**Directions**
Repeat each entry below exactly as it stands.

**Data for review**

**********

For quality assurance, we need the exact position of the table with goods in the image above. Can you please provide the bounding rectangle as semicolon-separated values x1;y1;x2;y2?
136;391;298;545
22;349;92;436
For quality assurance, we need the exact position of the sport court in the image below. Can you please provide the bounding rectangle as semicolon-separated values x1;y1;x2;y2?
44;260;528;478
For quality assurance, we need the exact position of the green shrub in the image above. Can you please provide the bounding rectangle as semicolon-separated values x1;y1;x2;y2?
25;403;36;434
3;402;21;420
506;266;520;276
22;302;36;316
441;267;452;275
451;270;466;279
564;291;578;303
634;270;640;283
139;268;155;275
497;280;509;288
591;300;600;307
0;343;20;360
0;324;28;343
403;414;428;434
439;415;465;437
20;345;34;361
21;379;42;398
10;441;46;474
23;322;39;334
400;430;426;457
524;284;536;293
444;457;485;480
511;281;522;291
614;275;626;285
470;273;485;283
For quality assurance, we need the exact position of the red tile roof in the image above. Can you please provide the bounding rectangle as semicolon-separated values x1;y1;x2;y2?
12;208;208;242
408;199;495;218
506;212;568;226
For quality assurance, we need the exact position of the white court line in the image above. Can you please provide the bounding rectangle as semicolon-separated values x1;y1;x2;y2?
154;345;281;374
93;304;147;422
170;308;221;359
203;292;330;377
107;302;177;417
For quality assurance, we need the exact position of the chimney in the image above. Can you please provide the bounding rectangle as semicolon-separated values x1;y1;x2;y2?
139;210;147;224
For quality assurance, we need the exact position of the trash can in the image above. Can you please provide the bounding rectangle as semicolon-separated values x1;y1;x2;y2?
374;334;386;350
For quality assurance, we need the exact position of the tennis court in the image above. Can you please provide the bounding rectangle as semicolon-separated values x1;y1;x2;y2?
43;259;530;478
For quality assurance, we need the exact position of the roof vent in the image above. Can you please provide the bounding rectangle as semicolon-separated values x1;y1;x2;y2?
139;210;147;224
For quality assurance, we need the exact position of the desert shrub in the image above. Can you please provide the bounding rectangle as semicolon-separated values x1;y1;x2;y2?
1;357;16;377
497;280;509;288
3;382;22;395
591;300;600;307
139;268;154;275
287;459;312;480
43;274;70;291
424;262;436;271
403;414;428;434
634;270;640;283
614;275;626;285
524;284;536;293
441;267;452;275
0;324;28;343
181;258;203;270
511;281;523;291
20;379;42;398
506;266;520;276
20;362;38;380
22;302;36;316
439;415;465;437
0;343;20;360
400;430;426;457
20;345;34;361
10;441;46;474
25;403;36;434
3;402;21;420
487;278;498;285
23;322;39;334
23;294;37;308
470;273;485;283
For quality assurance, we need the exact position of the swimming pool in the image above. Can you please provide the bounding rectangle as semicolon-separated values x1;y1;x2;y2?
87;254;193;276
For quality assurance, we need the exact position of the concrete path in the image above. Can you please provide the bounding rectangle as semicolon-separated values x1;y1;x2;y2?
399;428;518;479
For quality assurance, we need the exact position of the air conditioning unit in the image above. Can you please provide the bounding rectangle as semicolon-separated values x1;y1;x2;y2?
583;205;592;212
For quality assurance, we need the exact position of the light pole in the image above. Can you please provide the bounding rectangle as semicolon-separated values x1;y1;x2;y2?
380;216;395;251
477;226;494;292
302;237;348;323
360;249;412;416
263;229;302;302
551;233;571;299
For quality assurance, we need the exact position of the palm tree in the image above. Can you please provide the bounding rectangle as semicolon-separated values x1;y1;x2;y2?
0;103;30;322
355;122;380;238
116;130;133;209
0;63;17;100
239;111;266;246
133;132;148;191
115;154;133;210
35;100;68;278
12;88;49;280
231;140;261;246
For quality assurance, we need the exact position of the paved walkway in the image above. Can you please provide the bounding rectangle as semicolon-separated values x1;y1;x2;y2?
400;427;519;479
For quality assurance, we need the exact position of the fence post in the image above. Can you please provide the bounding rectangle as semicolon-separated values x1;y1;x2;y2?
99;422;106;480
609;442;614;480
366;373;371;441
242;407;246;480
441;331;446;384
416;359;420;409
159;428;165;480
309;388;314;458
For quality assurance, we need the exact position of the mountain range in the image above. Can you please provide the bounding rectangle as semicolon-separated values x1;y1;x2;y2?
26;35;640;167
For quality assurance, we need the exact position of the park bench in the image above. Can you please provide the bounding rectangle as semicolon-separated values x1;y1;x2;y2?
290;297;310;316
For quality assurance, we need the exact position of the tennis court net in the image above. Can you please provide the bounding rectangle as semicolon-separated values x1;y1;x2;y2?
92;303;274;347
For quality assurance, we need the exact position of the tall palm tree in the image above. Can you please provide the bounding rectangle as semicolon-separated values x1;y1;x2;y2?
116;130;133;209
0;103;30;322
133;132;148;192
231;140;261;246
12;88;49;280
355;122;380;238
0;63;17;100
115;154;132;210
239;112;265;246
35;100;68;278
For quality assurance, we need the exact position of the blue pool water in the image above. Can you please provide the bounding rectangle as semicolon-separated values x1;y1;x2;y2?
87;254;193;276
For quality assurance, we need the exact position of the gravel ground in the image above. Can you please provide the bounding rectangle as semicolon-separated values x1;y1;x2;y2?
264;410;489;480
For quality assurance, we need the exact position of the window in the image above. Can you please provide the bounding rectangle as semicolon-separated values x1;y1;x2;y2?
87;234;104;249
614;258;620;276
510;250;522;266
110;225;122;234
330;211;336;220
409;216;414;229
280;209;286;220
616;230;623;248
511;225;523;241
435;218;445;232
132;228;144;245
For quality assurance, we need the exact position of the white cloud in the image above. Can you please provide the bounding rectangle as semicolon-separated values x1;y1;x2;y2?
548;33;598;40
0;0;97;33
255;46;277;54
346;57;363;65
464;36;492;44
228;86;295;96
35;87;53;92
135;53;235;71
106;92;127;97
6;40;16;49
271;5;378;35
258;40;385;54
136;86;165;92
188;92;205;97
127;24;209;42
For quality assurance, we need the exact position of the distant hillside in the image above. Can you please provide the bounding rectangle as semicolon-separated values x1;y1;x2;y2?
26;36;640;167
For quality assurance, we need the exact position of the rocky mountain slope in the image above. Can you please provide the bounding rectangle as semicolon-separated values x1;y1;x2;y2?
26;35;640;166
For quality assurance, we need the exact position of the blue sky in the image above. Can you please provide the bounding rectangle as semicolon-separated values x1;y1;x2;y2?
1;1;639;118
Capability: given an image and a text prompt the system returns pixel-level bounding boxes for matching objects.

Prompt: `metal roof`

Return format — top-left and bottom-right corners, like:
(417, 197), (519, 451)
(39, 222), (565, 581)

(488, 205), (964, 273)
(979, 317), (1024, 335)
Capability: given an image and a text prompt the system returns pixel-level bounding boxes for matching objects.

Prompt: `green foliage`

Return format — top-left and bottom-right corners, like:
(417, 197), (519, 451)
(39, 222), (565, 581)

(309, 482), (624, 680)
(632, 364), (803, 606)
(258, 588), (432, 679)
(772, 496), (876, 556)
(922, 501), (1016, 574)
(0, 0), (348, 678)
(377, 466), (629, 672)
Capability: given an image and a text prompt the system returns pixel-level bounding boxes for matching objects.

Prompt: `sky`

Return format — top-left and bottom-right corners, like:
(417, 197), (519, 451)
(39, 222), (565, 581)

**********

**Response**
For quality assurance, we need the exact position of the table with goods in the image above. Can you please provide the bounding rectangle as semicolon-separated values x1;y1;x2;y2?
136;391;298;545
22;349;92;436
For quality assurance, we need the exact position of the sport court in the image below. Can you please provide the bounding rectangle as semicolon-separated values x1;y1;x2;y2?
44;260;528;478
For quality assurance, we need the exact position of the green shrub in the image above. Can you please provide the bounding rectangle as semicolon-separated values x1;y1;x2;y2?
25;403;36;434
3;402;21;420
506;266;520;276
22;302;36;316
441;267;452;275
451;270;466;279
564;291;578;303
634;270;640;283
139;268;155;275
497;280;509;288
591;300;600;307
0;343;20;360
0;324;28;343
403;414;428;434
439;415;465;437
20;345;34;361
21;379;42;398
10;441;46;474
23;322;39;334
400;430;426;457
524;284;536;293
444;457;485;480
511;281;522;291
614;275;626;285
470;273;485;283
For quality assurance, we need the exact position of the red tile roof in the image above. Can you please provide the bounding rectangle as semicolon-separated values x1;y1;x2;y2?
12;208;208;242
408;199;495;218
506;212;568;226
For quality assurance, we need the exact position of the white court line in the image above. Can you please provide the bounding rectangle as semicolon-separated values x1;y1;x2;y2?
154;345;281;374
93;304;147;422
170;308;221;359
203;292;330;377
107;302;177;417
For quality assurance, we need the exact position of the chimney in the image above. Can you please provide the bounding rectangle as semicolon-separated values x1;y1;x2;y2?
139;210;147;224
For quality assurance, we need the exact position of the trash can in the image above. Can you please provide the bounding rectangle as semicolon-separated values x1;y1;x2;y2?
374;334;386;350
For quality assurance, we need the exact position of the tennis court in the image above. Can you please provide the bounding rectangle as semicolon-separated values x1;y1;x2;y2?
43;259;530;478
For quality assurance, we need the exact position of the roof vent in the image above. Can you please provide the bounding rectangle as semicolon-separated values x1;y1;x2;y2?
139;210;147;224
For quality assurance, we need the exact position of the desert shrub in the image above. Can you please provide the bounding rectangle as semicolon-separated values x1;y1;x2;y2?
1;357;16;377
497;280;509;288
3;382;22;395
591;300;600;307
139;268;154;275
287;459;312;480
43;274;70;291
424;262;436;271
403;414;428;434
634;270;640;283
614;275;626;285
524;284;536;293
441;267;452;275
0;324;28;343
181;258;203;270
511;281;523;291
20;379;42;398
506;266;520;276
20;362;38;380
22;302;36;316
439;415;465;437
0;343;20;360
400;430;426;457
20;345;34;361
10;441;46;474
25;403;36;434
3;402;21;420
487;278;498;285
23;322;39;334
23;294;37;308
470;273;485;283
For quality assurance, we need the exact position of the swimming pool in the image above. Can you please provide the bounding rectangle as semicolon-separated values x1;y1;x2;y2?
87;254;193;276
For quality assurance, we need the exact position of the concrete path in the image above. Can you please provide the bounding rectangle as semicolon-separated values x1;y1;x2;y2?
399;428;518;479
For quality assurance, we need the exact position of the air conditioning unit in the image above. Can you please provide the bounding rectangle as semicolon-separated values x1;y1;x2;y2?
583;205;592;212
For quality assurance, we need the exact position of the light pole in the image above. Can you please provide the bounding rectangle as semicolon-separated values x1;y1;x2;y2?
380;216;395;251
477;226;494;292
302;237;348;323
360;249;412;416
263;229;302;302
551;233;571;299
For quality assurance, we need the exact position of the palm tree in the image above. Can you please provide the bounding rectangle as semicolon-separated values x1;y1;x2;y2?
0;103;30;322
355;122;380;238
116;130;133;209
0;63;17;100
239;111;266;246
133;132;148;191
115;154;133;210
35;100;68;278
12;88;49;280
231;140;261;246
For quality assurance, we need the exact position of the paved walkway in the image above. Can you please provide the bounding rectangle as semicolon-separated values x1;y1;x2;y2?
400;427;519;479
For quality assurance, we need the exact position of the fence post in the image above. Can you please provide the bounding rectangle as semicolon-separated values x1;y1;x2;y2?
99;422;106;480
609;442;614;480
366;373;371;441
242;407;246;480
441;331;446;384
416;359;420;409
159;428;165;480
309;388;314;458
For quality assurance, we need the exact position of the mountain range in the image above. Can you please provide the bounding rectangle as semicolon-separated values x1;y1;x2;y2?
26;35;640;167
For quality assurance, we need the exact position of the park bench in the image above. Can you please provide the bounding rectangle as semicolon-separated values x1;y1;x2;y2?
290;297;310;316
For quality assurance, we need the exact position of the tennis court net in the image above. Can you please provide the bounding rectangle as semicolon-separated values x1;y1;x2;y2?
92;303;274;347
For quality assurance, we need the exact position of the tall palm tree in the image above. Can you please provide the bounding rectangle as semicolon-separated values x1;y1;x2;y2?
116;130;133;209
0;103;30;322
133;132;148;192
231;140;261;246
12;88;49;280
355;122;380;238
0;63;17;100
115;154;132;210
239;112;265;246
35;100;68;278
For quality assurance, we need the exact position of the blue pool water in the image above. Can you please provide the bounding rectangle as semicolon-separated values x1;y1;x2;y2?
87;254;193;276
For quality assurance, we need the exact position of the gravel ground in the image above. Can you please provide the bounding rectangle as semicolon-separated values x1;y1;x2;y2?
264;410;489;480
For quality assurance, we need the exact position of the window in the image above. Can you please provide the bounding rectangle as semicolon-separated values x1;y1;x2;y2?
87;234;104;249
614;258;620;276
510;250;522;266
110;225;122;234
330;211;336;220
409;216;414;229
280;209;286;220
616;230;623;248
511;225;523;241
435;218;445;232
132;228;144;245
For quality assurance, we need the exact position of the white cloud in the image above. Can you please provide the bounding rectangle as semicolon-separated values x1;y1;x2;y2?
548;33;598;40
0;0;97;33
255;46;277;54
346;57;363;65
464;36;492;44
228;86;295;96
35;87;53;92
135;53;235;71
106;92;127;97
6;40;16;49
271;5;378;35
258;40;385;54
136;86;165;92
188;92;205;97
127;24;209;42
For quality assurance, we need the exact position of the distant hillside in the image above. Can you please provide the bounding rectangle as semicolon-separated values x1;y1;x2;y2?
26;36;640;167
For quality assurance, we need the exact position of the rocky mountain slope in the image above. Can you please provide the bounding rectangle as semicolon-separated values x1;y1;x2;y2?
26;35;640;166
For quality assurance, we need the exact position of the blue sky in the image above. Can you please provide the bounding rectangle as semicolon-separated values x1;y1;x2;y2?
1;1;639;118
Capability: given an image and a text prompt the system returns pixel-level bounding boxes for matching objects.

Prompt: `metal roof`

Return format — top-left and bottom-right corners, like:
(417, 197), (519, 451)
(39, 222), (565, 581)

(488, 205), (964, 273)
(979, 317), (1024, 335)
Capability: given an image and a text prompt the system returns pixel-level bounding boxes for matching objects.

Prompt: `green foliage`

Return format — top-left and bottom-right corners, like:
(417, 197), (519, 451)
(39, 222), (565, 581)

(309, 482), (624, 680)
(632, 364), (803, 606)
(258, 588), (432, 679)
(772, 496), (876, 556)
(922, 501), (1016, 574)
(0, 0), (348, 678)
(377, 466), (629, 672)
Capability: given an image and a text prompt the system returns pixel-level bounding boxes for matching objects.

Prompt: `sky`

Return format — top-left and bottom-right corners, like:
(417, 197), (519, 451)
(39, 222), (565, 581)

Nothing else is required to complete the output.